** Opening SOURCE RECORDS block **

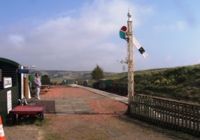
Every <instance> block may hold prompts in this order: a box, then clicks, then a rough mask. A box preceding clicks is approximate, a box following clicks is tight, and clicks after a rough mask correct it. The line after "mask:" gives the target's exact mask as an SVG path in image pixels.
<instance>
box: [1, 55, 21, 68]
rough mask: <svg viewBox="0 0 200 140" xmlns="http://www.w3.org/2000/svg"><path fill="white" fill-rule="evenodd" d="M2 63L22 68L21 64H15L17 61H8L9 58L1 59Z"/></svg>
mask: <svg viewBox="0 0 200 140" xmlns="http://www.w3.org/2000/svg"><path fill="white" fill-rule="evenodd" d="M0 62H4V63H9V64H11V65H13V66H16V67H19V66H20V64H19V63H17V62H15V61H13V60H10V59H7V58H2V57H0Z"/></svg>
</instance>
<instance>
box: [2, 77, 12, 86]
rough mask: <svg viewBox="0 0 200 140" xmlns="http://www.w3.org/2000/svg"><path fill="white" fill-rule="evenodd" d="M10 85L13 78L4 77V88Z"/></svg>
mask: <svg viewBox="0 0 200 140" xmlns="http://www.w3.org/2000/svg"><path fill="white" fill-rule="evenodd" d="M10 87H12V78H11V77H4V78H3V88H10Z"/></svg>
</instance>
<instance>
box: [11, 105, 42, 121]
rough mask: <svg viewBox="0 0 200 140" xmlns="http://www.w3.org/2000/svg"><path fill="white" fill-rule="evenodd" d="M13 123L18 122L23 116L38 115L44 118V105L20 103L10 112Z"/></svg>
mask: <svg viewBox="0 0 200 140" xmlns="http://www.w3.org/2000/svg"><path fill="white" fill-rule="evenodd" d="M9 116H10V119H11V121H12V123H15V122H18V119H19V118H21V117H38V118H40V119H42V120H43V119H44V107H43V106H38V105H24V106H22V105H18V106H16V107H14V108H13V109H12V110H11V111H10V113H9Z"/></svg>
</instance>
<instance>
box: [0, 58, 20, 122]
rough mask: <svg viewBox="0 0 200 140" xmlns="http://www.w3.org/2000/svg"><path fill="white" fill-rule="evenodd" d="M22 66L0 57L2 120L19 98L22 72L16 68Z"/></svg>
mask: <svg viewBox="0 0 200 140" xmlns="http://www.w3.org/2000/svg"><path fill="white" fill-rule="evenodd" d="M21 67H22V66H21V65H20V64H19V63H17V62H14V61H12V60H9V59H5V58H0V115H1V116H2V117H3V122H5V120H6V116H7V115H8V113H9V111H10V110H12V108H13V107H15V106H16V105H18V99H21V98H22V97H21V95H22V94H21V93H22V92H23V91H22V88H21V87H22V82H23V80H22V74H20V73H19V72H18V70H19V69H20V68H21Z"/></svg>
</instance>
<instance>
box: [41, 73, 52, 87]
mask: <svg viewBox="0 0 200 140" xmlns="http://www.w3.org/2000/svg"><path fill="white" fill-rule="evenodd" d="M41 82H42V85H50V84H51V81H50V78H49V76H48V75H46V74H45V75H42V77H41Z"/></svg>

** Closing SOURCE RECORDS block **

WHAT THIS TASK INVOLVES
Within the material above, extract exactly the lines that start at the line containing "63L22 68L21 64H15L17" and stop after the line containing "box: [11, 105, 42, 121]", and only those.

SOLUTION TO THIS PROBLEM
rough mask: <svg viewBox="0 0 200 140" xmlns="http://www.w3.org/2000/svg"><path fill="white" fill-rule="evenodd" d="M2 63L22 68L21 64H15L17 61H8L9 58L1 59Z"/></svg>
mask: <svg viewBox="0 0 200 140" xmlns="http://www.w3.org/2000/svg"><path fill="white" fill-rule="evenodd" d="M0 62H4V63H9V64H11V65H13V66H16V67H19V66H20V64H19V63H17V62H15V61H13V60H10V59H7V58H2V57H0Z"/></svg>
</instance>
<instance>
box: [2, 77, 12, 86]
rough mask: <svg viewBox="0 0 200 140" xmlns="http://www.w3.org/2000/svg"><path fill="white" fill-rule="evenodd" d="M10 85L13 78L4 77V88Z"/></svg>
mask: <svg viewBox="0 0 200 140" xmlns="http://www.w3.org/2000/svg"><path fill="white" fill-rule="evenodd" d="M10 87H12V78H11V77H4V78H3V88H10Z"/></svg>
</instance>
<instance>
box: [11, 105, 42, 121]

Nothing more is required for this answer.